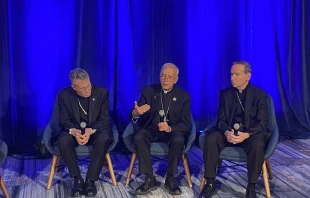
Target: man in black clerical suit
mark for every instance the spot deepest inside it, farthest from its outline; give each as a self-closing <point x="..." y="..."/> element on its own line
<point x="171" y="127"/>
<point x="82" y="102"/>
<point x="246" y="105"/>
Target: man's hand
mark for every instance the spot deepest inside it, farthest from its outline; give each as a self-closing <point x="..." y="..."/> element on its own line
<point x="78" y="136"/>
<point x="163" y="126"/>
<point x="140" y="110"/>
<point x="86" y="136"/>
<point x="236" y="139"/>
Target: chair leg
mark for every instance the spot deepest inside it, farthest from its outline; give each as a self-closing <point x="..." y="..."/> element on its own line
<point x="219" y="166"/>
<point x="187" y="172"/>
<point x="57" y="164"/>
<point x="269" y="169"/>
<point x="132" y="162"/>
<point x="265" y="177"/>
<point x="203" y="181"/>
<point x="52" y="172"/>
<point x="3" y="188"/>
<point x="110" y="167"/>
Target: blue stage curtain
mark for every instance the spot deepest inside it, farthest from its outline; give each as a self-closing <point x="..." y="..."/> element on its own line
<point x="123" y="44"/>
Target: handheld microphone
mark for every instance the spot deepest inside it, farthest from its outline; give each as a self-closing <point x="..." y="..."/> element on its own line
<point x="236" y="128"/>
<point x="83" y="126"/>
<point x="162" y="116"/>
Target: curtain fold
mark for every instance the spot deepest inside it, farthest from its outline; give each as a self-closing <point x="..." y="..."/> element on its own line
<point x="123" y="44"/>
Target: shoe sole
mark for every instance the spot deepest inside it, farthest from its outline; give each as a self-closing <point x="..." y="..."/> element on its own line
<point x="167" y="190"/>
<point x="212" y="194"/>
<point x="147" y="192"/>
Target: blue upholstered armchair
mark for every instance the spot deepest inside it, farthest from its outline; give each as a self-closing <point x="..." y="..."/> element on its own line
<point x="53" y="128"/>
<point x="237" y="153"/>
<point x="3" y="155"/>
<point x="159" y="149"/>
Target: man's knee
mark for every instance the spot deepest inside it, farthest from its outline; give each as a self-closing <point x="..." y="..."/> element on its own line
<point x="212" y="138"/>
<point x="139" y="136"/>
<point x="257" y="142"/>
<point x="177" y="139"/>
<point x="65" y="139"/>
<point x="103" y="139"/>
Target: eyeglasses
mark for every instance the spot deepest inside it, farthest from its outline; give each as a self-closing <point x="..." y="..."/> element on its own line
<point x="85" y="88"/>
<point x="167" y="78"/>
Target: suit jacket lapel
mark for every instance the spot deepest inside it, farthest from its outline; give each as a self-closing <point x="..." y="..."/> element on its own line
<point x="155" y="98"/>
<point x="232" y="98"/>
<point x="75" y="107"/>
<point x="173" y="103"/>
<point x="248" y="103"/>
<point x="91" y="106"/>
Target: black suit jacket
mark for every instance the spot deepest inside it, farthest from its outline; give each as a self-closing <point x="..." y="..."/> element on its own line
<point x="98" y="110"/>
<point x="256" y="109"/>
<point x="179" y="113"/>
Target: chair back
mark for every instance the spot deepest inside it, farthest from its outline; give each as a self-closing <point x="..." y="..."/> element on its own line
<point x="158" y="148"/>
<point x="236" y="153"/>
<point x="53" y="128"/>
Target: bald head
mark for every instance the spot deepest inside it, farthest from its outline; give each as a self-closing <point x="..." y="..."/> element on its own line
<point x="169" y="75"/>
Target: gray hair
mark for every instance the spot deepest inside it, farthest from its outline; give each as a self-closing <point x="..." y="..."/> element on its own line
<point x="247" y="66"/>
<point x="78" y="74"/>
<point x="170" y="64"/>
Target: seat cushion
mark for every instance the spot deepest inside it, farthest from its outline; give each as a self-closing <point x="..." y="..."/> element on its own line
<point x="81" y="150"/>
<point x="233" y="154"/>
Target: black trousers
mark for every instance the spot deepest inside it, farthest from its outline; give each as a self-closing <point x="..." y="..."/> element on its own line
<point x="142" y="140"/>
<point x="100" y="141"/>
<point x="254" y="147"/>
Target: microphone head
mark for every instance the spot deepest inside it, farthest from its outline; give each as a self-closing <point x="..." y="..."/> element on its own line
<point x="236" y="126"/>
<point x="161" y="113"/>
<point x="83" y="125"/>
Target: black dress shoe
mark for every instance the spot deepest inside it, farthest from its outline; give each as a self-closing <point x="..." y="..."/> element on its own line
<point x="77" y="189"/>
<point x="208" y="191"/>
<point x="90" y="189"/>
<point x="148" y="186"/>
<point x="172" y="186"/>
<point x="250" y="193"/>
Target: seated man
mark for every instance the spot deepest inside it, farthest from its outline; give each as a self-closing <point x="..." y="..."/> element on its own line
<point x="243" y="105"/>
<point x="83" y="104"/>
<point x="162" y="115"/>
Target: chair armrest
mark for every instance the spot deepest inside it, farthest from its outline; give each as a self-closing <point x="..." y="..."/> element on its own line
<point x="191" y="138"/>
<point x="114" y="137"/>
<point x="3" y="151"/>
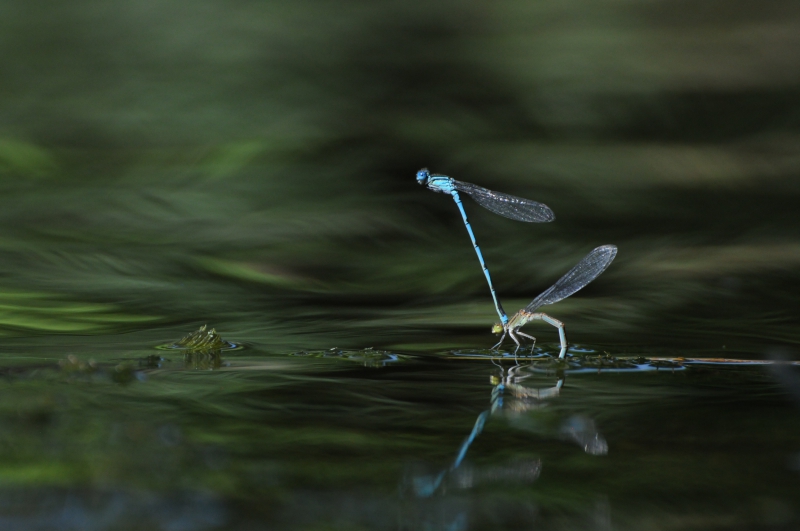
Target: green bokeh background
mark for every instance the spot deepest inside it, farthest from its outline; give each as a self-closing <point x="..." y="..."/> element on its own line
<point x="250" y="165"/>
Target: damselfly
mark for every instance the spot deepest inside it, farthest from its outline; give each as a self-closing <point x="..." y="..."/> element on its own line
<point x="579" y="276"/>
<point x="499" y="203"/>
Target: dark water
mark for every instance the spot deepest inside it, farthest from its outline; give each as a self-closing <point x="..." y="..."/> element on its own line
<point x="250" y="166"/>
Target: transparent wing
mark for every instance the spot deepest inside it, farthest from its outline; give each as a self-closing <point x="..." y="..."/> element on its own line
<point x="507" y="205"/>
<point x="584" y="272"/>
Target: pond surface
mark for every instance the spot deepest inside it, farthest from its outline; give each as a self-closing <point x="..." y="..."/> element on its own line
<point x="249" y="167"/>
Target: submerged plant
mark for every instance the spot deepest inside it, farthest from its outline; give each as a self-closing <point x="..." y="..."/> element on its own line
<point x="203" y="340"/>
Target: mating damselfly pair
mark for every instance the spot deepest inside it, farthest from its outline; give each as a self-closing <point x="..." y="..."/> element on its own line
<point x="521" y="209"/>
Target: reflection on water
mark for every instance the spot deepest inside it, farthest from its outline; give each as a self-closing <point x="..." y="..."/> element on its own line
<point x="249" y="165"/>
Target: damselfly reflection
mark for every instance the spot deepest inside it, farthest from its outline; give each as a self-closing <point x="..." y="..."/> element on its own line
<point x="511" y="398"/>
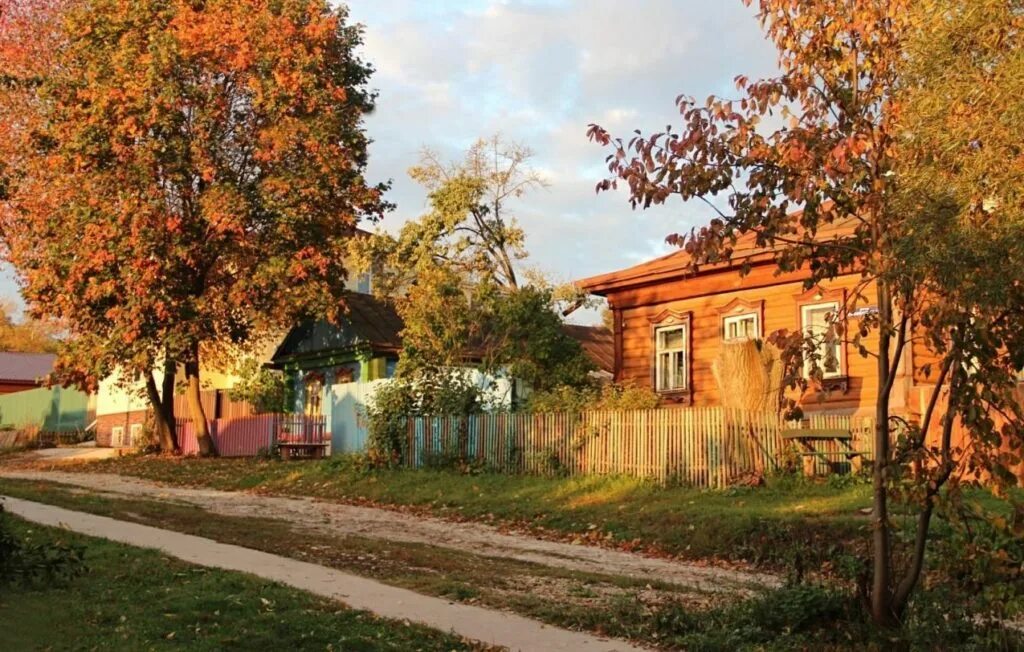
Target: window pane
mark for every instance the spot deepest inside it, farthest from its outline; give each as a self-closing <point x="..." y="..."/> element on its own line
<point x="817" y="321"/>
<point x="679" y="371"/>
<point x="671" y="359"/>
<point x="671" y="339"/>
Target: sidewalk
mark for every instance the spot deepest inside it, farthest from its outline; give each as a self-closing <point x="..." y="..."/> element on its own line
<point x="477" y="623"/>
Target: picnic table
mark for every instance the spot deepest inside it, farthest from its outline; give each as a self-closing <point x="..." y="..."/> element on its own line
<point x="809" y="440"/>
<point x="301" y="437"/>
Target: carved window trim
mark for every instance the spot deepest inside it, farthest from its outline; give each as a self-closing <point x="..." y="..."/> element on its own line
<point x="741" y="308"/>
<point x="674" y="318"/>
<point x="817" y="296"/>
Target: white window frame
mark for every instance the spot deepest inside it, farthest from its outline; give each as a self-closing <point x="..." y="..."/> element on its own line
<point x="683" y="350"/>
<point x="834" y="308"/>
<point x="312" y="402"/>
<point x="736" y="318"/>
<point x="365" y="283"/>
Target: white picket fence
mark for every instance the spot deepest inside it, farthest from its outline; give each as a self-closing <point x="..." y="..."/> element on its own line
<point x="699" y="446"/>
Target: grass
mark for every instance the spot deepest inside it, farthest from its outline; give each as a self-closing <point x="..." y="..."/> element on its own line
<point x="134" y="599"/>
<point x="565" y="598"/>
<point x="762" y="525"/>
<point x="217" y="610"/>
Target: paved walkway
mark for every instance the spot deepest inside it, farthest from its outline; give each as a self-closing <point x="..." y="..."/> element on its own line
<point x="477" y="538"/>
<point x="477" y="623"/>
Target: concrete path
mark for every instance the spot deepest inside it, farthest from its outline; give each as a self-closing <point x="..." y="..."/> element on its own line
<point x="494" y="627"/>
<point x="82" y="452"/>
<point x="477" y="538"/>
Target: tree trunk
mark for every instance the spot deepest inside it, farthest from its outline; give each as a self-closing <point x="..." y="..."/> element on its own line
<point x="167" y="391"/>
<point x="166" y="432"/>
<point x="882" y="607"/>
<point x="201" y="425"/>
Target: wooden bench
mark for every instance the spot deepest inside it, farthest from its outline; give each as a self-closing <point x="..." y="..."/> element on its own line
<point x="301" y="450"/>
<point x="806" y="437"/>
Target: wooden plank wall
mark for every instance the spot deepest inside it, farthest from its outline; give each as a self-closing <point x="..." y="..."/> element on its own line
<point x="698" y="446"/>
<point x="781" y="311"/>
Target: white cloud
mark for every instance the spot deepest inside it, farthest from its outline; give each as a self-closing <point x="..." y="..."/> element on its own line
☆ ☆ ☆ ☆ ☆ ☆ ☆
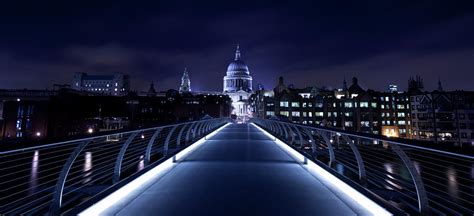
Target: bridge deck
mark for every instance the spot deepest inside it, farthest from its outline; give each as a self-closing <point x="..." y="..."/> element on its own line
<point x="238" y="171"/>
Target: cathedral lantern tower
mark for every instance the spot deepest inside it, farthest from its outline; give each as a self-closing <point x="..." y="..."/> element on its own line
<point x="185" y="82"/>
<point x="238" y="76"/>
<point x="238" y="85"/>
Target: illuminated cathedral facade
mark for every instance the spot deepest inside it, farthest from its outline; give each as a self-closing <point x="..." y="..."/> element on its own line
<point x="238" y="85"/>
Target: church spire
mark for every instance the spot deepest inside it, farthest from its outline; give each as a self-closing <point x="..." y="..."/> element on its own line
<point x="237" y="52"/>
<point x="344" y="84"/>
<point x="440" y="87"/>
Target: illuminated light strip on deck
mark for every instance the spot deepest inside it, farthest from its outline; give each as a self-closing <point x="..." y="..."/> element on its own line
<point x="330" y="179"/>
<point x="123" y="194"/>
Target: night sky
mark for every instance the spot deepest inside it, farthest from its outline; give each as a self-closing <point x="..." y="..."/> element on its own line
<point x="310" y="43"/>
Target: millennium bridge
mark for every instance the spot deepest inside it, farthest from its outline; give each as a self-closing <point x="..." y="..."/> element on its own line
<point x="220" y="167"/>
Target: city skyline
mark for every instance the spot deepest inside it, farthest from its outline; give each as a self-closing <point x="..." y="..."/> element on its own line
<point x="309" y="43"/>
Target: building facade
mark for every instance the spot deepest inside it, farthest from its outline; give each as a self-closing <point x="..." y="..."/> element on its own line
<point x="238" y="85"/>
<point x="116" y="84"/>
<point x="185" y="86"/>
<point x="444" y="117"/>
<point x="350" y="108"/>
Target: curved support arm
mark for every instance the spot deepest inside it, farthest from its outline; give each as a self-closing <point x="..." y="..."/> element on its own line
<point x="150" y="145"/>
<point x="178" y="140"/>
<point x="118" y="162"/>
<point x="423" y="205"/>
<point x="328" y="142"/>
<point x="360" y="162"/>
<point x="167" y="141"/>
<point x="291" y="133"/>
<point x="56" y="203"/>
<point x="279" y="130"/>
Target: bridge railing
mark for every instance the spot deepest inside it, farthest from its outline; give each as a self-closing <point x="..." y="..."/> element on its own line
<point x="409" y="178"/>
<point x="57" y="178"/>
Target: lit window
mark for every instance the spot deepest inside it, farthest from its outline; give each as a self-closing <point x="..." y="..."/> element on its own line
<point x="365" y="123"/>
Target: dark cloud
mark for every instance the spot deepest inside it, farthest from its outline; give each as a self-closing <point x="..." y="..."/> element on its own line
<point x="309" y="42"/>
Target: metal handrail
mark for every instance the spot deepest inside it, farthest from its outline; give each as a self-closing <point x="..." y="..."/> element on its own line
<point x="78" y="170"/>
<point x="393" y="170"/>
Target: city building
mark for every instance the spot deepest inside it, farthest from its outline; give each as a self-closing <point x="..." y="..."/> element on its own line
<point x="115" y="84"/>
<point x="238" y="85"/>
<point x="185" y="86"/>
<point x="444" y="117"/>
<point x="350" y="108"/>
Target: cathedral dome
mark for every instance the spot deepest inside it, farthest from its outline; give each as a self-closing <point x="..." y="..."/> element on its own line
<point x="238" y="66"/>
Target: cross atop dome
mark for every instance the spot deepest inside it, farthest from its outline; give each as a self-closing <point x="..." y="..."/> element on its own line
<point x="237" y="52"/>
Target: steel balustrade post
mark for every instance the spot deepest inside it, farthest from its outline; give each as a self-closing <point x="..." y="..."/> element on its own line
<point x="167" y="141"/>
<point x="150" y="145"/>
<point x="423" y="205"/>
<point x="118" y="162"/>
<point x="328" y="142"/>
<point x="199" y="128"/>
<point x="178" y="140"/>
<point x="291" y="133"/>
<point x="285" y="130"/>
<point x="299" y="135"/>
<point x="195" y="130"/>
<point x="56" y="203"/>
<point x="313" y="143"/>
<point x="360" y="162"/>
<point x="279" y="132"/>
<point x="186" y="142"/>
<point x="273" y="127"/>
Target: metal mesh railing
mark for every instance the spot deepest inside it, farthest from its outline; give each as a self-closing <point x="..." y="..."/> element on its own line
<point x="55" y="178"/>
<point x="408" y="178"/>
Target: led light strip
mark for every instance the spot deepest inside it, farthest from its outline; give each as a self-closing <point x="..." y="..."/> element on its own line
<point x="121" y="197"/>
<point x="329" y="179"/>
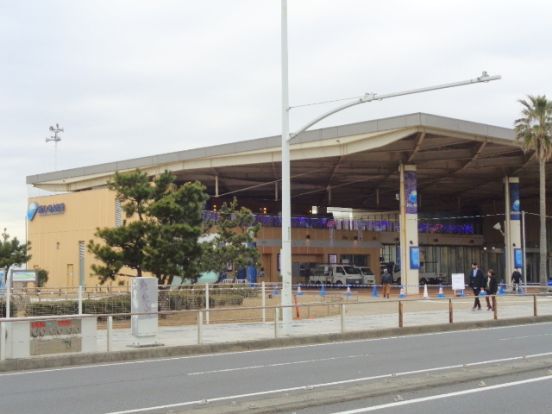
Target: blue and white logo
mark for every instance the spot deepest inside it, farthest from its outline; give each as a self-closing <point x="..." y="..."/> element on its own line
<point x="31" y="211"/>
☆ ☆ ☆ ☆ ☆ ☆ ☆
Pull out every line of the items above that contains the word "railing", matching case exactly.

REPLY TO THE EXERCISE:
Target: bridge railing
Target: metal mesh railing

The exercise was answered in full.